= ABOUT THIS EXERCISE =
When you reach the line containing "Category: angled concrete edge" in the entries below, begin reproducing lines exactly, and stop once the line containing "Category: smooth concrete surface" is done.

= DATA SUPPLIED =
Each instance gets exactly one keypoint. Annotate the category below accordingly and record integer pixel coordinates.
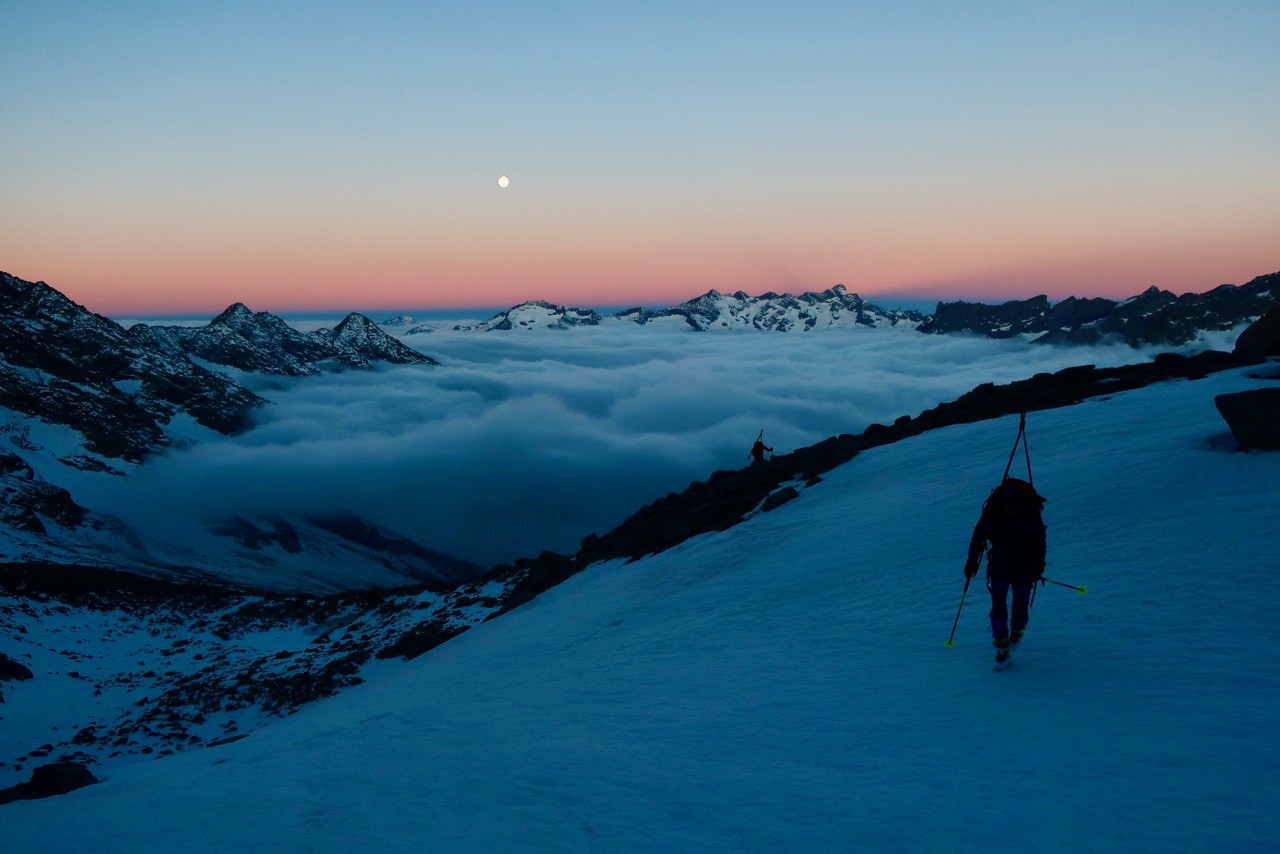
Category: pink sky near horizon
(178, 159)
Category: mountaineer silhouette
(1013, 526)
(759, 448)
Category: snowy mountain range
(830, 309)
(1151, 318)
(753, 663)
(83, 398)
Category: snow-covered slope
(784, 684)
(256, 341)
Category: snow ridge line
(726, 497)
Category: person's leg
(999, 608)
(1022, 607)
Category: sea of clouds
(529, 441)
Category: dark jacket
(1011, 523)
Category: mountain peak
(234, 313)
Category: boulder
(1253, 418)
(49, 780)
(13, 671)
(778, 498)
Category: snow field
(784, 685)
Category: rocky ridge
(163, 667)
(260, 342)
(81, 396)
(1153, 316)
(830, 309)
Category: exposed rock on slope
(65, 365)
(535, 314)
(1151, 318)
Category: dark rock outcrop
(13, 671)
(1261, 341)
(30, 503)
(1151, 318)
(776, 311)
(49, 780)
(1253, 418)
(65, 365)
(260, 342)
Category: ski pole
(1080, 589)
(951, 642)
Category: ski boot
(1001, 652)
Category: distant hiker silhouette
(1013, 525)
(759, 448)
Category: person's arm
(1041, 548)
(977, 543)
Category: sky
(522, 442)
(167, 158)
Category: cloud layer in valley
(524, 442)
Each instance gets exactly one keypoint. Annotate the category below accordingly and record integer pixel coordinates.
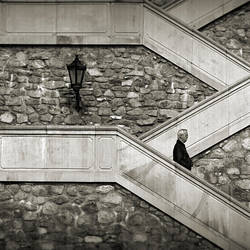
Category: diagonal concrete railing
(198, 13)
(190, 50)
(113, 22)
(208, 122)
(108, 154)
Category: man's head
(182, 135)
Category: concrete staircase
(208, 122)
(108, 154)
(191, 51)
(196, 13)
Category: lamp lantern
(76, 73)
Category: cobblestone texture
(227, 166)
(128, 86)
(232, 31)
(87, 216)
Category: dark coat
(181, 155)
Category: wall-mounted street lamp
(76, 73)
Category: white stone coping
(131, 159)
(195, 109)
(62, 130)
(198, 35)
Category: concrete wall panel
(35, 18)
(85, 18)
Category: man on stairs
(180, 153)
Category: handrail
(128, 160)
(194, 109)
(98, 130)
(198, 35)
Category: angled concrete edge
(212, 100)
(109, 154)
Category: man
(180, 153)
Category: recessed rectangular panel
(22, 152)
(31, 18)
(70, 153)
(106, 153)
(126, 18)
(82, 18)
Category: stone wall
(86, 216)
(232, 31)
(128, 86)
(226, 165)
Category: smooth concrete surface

* * *

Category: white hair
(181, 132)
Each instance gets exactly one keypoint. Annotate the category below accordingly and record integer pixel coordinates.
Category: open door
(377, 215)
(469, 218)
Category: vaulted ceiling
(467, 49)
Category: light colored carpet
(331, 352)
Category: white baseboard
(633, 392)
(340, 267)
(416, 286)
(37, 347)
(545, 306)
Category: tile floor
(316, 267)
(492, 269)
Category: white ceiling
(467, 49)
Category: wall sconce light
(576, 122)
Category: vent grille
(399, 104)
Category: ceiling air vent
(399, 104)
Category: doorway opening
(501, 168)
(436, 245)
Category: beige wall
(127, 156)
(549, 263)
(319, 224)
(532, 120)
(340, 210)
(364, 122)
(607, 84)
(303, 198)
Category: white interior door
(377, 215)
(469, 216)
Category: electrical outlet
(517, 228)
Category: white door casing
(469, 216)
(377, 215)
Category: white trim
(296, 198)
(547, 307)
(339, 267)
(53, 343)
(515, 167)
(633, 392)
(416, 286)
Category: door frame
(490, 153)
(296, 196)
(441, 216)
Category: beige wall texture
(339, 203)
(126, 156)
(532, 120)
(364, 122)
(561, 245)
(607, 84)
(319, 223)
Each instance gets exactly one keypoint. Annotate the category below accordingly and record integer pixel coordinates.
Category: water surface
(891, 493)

* * *

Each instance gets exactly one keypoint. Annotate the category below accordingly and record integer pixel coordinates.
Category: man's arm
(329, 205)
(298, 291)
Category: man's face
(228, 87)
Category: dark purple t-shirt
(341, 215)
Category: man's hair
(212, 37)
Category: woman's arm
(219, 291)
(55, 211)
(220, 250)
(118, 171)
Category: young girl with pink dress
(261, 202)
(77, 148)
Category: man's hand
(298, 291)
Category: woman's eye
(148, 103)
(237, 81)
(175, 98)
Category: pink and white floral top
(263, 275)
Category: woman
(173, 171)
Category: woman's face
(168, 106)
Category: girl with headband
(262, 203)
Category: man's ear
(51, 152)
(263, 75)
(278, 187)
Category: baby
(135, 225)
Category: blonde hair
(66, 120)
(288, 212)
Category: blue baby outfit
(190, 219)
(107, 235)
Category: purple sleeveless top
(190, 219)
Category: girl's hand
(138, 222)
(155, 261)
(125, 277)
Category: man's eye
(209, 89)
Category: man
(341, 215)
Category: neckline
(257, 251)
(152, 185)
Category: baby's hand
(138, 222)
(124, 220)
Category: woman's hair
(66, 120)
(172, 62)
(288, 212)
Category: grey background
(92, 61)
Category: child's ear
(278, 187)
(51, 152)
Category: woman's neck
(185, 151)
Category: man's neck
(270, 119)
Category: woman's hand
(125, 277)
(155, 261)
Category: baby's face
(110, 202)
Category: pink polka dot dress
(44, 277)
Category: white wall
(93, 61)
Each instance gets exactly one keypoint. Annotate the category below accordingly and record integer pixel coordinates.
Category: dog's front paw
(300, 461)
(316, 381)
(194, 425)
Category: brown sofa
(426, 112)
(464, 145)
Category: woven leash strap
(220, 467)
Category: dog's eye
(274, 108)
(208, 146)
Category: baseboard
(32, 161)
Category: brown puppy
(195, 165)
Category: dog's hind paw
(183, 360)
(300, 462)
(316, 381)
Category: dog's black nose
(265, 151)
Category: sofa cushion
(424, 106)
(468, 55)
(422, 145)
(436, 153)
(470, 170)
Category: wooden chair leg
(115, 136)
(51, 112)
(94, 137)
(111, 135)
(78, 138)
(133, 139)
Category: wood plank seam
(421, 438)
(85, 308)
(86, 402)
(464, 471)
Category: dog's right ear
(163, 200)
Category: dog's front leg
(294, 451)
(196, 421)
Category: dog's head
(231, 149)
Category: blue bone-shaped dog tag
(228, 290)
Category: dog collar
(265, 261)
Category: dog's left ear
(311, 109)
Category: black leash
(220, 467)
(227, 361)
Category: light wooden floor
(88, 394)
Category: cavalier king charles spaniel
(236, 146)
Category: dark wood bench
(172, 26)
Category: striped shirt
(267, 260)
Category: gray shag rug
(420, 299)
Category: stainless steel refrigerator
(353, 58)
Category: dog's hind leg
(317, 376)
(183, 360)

= WRITTEN REPLY =
Category: angled concrete edge
(212, 100)
(109, 154)
Category: man
(180, 153)
Category: recessed rectangular panel
(22, 152)
(31, 18)
(70, 153)
(106, 153)
(126, 18)
(82, 18)
Category: stone wall
(86, 216)
(232, 31)
(128, 86)
(226, 165)
Category: smooth concrete surface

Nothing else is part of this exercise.